Compito assegnato
Trova nell'elenco qui sotto tutte le righe che contengono la parola "leaf" e ricopiale. Maiuscole e minuscole contano.

Voci da una raccolta di etichettatura a punti
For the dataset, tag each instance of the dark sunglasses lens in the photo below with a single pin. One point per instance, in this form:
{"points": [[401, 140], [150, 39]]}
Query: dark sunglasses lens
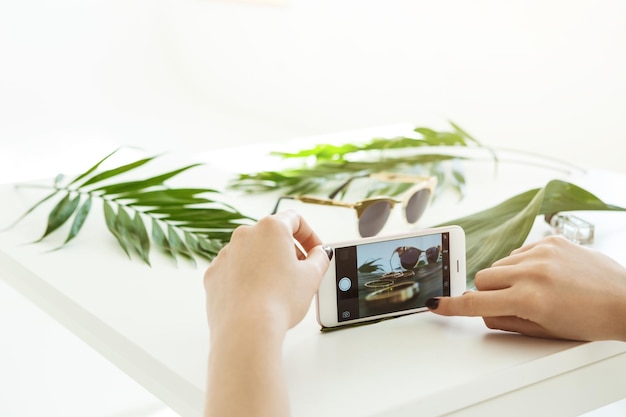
{"points": [[374, 218], [416, 205]]}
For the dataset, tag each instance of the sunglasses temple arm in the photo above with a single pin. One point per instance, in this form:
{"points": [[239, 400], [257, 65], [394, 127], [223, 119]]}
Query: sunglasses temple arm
{"points": [[344, 185], [285, 197]]}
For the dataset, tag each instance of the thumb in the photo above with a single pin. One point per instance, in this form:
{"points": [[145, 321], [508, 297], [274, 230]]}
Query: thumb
{"points": [[318, 260]]}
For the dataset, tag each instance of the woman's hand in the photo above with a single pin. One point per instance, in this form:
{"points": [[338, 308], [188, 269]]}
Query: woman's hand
{"points": [[551, 288], [258, 287], [261, 276]]}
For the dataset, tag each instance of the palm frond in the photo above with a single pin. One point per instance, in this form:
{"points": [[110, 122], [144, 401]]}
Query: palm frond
{"points": [[181, 222]]}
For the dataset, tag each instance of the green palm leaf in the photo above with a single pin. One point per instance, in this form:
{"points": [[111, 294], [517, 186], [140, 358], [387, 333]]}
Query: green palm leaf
{"points": [[493, 233], [337, 162], [141, 213]]}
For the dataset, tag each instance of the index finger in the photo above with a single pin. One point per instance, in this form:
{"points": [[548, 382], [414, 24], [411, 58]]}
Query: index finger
{"points": [[301, 230], [474, 304]]}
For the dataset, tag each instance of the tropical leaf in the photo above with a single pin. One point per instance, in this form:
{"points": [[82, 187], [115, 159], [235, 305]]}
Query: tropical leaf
{"points": [[184, 222], [493, 233], [79, 219], [338, 162], [61, 213]]}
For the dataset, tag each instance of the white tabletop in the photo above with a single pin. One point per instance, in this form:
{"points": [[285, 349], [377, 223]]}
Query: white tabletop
{"points": [[150, 321]]}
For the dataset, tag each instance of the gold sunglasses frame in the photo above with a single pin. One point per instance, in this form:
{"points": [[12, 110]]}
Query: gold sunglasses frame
{"points": [[422, 182]]}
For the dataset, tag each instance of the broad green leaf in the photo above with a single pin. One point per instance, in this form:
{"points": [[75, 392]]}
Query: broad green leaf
{"points": [[61, 213], [493, 233], [79, 219], [116, 171]]}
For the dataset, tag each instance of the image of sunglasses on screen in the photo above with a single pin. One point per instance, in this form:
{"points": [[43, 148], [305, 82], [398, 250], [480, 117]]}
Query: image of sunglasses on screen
{"points": [[372, 213]]}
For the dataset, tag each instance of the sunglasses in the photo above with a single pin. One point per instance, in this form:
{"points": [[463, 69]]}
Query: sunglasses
{"points": [[373, 213]]}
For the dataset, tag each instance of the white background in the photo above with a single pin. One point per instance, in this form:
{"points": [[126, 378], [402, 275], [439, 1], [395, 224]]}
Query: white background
{"points": [[79, 78]]}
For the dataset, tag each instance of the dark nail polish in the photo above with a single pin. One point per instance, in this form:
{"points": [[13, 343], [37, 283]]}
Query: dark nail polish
{"points": [[432, 303]]}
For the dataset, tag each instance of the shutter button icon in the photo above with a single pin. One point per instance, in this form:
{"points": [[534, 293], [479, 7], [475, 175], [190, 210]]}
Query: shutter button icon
{"points": [[345, 283]]}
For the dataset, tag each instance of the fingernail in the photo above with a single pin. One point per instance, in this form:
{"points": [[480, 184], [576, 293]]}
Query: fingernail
{"points": [[432, 303]]}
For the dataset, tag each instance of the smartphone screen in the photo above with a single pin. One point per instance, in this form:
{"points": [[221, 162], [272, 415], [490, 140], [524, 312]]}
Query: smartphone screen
{"points": [[391, 276]]}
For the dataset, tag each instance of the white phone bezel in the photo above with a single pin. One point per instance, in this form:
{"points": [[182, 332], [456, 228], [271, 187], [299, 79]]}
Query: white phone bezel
{"points": [[326, 297]]}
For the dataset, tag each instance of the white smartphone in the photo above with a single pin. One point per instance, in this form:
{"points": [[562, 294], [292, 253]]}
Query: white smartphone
{"points": [[376, 277]]}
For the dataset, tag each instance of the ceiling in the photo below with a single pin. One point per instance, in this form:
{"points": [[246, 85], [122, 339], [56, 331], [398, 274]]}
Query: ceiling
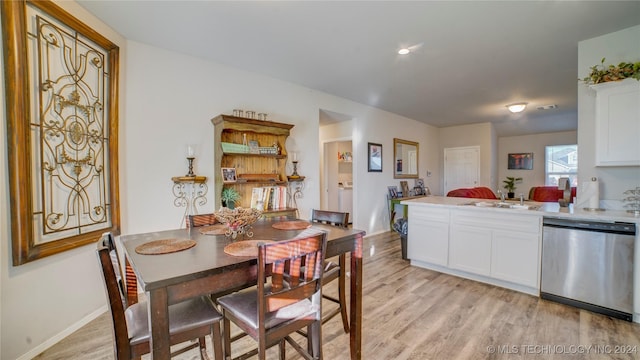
{"points": [[469, 58]]}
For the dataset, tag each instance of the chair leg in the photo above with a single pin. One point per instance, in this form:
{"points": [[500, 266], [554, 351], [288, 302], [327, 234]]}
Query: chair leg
{"points": [[342, 279], [217, 342], [281, 346], [227, 338], [202, 346]]}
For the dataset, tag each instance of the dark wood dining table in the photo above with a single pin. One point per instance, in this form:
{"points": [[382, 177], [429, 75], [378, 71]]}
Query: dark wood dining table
{"points": [[206, 269]]}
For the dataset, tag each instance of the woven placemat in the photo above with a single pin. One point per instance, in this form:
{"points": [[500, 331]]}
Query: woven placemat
{"points": [[292, 225], [245, 247], [165, 246], [217, 229]]}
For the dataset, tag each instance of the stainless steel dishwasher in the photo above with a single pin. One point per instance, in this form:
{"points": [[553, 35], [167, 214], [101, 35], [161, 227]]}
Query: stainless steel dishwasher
{"points": [[589, 265]]}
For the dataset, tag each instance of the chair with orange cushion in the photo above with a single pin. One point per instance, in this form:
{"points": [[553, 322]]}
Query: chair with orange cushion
{"points": [[189, 320], [333, 271], [288, 297]]}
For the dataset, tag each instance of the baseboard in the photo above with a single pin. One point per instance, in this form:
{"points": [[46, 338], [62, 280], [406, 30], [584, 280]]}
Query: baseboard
{"points": [[63, 334]]}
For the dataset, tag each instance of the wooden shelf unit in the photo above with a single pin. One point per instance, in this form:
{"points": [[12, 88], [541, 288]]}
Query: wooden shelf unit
{"points": [[233, 129]]}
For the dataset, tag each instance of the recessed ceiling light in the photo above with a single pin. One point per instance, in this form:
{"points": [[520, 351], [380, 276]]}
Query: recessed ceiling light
{"points": [[517, 107]]}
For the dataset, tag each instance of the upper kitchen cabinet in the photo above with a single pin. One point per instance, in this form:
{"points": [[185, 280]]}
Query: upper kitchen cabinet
{"points": [[618, 123]]}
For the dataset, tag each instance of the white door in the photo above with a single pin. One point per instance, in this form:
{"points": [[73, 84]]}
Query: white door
{"points": [[461, 168]]}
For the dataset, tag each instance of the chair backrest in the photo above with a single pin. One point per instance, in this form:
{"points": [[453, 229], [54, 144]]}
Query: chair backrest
{"points": [[201, 220], [295, 267], [115, 296], [334, 218]]}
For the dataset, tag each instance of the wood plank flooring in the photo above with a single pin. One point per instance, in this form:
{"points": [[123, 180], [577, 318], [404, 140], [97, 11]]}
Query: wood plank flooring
{"points": [[413, 313]]}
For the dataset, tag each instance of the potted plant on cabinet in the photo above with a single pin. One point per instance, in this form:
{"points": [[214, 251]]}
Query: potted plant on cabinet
{"points": [[601, 73], [510, 185], [229, 197]]}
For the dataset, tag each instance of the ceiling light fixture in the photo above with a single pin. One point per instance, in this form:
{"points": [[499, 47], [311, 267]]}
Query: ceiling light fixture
{"points": [[517, 107]]}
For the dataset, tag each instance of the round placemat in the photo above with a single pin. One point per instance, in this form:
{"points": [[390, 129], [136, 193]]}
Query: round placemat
{"points": [[292, 225], [217, 229], [245, 247], [165, 246]]}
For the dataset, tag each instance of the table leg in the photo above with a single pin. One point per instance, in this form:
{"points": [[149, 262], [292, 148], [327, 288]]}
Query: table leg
{"points": [[355, 336], [158, 307]]}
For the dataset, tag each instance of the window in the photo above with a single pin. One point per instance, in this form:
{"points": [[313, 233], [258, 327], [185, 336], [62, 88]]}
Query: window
{"points": [[561, 161]]}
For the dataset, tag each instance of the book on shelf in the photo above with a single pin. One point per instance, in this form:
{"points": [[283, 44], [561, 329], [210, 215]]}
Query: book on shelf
{"points": [[269, 197]]}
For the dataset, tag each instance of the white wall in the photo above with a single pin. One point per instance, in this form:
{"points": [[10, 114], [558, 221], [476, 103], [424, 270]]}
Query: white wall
{"points": [[482, 135], [534, 144], [616, 47], [45, 300]]}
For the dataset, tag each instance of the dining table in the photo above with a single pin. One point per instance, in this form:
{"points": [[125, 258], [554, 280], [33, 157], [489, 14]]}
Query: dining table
{"points": [[205, 268]]}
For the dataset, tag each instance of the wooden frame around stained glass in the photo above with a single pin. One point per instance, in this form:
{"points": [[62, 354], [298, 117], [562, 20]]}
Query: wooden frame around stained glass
{"points": [[62, 130]]}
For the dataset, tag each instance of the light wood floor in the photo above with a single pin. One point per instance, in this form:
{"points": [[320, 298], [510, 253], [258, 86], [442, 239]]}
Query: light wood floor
{"points": [[413, 313]]}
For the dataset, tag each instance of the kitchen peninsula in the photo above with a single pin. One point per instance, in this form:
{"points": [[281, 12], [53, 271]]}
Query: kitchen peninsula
{"points": [[498, 243]]}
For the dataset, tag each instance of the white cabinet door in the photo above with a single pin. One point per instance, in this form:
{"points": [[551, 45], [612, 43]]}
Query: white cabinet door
{"points": [[515, 257], [618, 123], [428, 235], [470, 249]]}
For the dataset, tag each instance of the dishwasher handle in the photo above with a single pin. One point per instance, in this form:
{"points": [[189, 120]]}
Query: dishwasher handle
{"points": [[621, 228]]}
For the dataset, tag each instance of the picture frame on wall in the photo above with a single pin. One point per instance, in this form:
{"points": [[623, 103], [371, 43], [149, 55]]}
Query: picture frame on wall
{"points": [[229, 175], [520, 161], [374, 157]]}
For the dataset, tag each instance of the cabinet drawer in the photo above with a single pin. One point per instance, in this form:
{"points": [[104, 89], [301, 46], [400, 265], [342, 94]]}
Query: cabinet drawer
{"points": [[431, 213], [497, 220]]}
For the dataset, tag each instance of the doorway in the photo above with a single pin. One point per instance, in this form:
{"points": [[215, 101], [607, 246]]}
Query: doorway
{"points": [[461, 167], [337, 194]]}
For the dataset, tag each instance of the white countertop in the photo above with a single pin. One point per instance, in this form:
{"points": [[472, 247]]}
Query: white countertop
{"points": [[552, 209]]}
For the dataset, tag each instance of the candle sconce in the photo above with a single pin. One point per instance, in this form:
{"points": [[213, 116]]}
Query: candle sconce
{"points": [[190, 173], [190, 157]]}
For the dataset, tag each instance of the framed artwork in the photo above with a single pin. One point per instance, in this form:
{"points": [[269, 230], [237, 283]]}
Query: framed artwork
{"points": [[418, 187], [374, 157], [61, 82], [229, 175], [520, 161], [405, 188]]}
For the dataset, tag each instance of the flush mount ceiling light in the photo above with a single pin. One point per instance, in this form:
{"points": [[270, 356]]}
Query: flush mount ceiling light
{"points": [[547, 107], [516, 107]]}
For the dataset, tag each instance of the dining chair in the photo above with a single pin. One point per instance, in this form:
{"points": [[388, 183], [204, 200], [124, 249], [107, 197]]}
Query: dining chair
{"points": [[201, 220], [287, 297], [189, 320], [125, 276], [333, 271]]}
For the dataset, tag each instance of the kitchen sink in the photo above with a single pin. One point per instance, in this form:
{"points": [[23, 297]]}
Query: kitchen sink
{"points": [[502, 205]]}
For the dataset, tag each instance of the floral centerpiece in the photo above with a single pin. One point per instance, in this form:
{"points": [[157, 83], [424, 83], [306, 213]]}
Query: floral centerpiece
{"points": [[238, 221]]}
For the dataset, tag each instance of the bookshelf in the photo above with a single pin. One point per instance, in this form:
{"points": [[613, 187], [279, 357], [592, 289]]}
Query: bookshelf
{"points": [[256, 150]]}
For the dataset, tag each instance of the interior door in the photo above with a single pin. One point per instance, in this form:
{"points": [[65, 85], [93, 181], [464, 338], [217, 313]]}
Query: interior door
{"points": [[461, 168]]}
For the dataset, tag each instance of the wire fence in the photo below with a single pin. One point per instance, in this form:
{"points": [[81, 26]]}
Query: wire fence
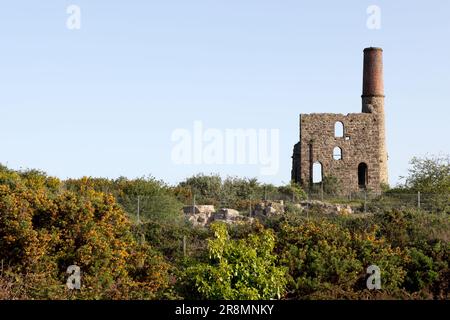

Risposta all'esercizio
For the dataset, tag each instance of the green palm leaf in the photo above with a single pin. One point per instance, in this form:
Query: green palm leaf
For the dataset, tag each instance of the tropical leaf in the photo above with a single pin. One point per instance, in this form:
Query: tropical leaf
For the dataset, tag each instance of the broad green leaf in the photo above with a single pin. One point per instance, in this form:
Query: broad green leaf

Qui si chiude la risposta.